Gib aus dem Lesetext über den Camping-Urlaub einen Abschnitt wortgetreu wieder. Setze bei den Worten „Campingfreuden“ ein und höre nach „Passendes arrangiert werden.“ auf.

Lesetext:
-=-=-

Campingfreuden
Bereits in den 1950er Jahren hatte die Reisewelle begonnen und den Sommerurlaub in südeuropäischen Ländern, zu verbringen, verhieß Sonne, Sand und Meer satt. Aber auch Ferien auf einheimischen Campingplätzen, an der See oder im Gebirge, waren gefragt. In den 1960er Jahren erlebte der Camping-Urlaub seine Blütezeit. Dabei war seine „Spannweite“ beachtlich. Zwischen Familienurlaub in Italien mit eigenem Auto und Steilwandzelt (dessen Ausrüstung schon erheblichen Komfort bieten konnte) und Fahrradtouren mit 2-Mann-Zelt, Luftmatratze und Maggisuppen im Gepäck (das eher einem survival kit entsprach) lag eine große Bandbreite. Praktisch für jeden Geschmack und Geldbeutel konnte etwas Passendes arrangiert werden.

-=-=-

Datensätze:
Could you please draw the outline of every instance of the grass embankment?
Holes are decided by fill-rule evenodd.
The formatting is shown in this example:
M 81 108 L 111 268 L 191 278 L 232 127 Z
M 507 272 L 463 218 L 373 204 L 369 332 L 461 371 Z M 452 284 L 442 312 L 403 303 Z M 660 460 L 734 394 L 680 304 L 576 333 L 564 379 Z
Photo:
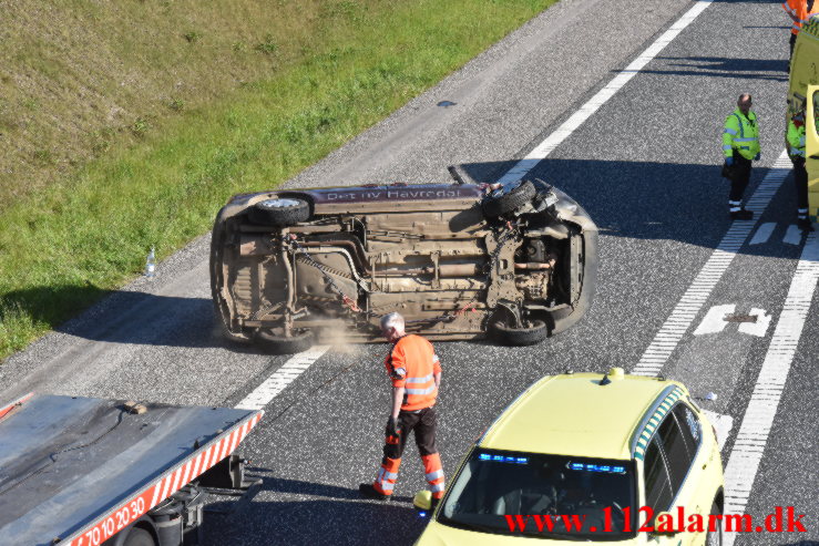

-=-=-

Lösung:
Campingfreuden
Bereits in den 1950er Jahren hatte die Reisewelle begonnen und den Sommerurlaub in südeuropäischen Ländern, zu verbringen, verhieß Sonne, Sand und Meer satt. Aber auch Ferien auf einheimischen Campingplätzen, an der See oder im Gebirge, waren gefragt. In den 1960er Jahren erlebte der Camping-Urlaub seine Blütezeit. Dabei war seine „Spannweite“ beachtlich. Zwischen Familienurlaub in Italien mit eigenem Auto und Steilwandzelt (dessen Ausrüstung schon erheblichen Komfort bieten konnte) und Fahrradtouren mit 2-Mann-Zelt, Luftmatratze und Maggisuppen im Gepäck (das eher einem survival kit entsprach) lag eine große Bandbreite. Praktisch für jeden Geschmack und Geldbeutel konnte etwas Passendes arrangiert werden.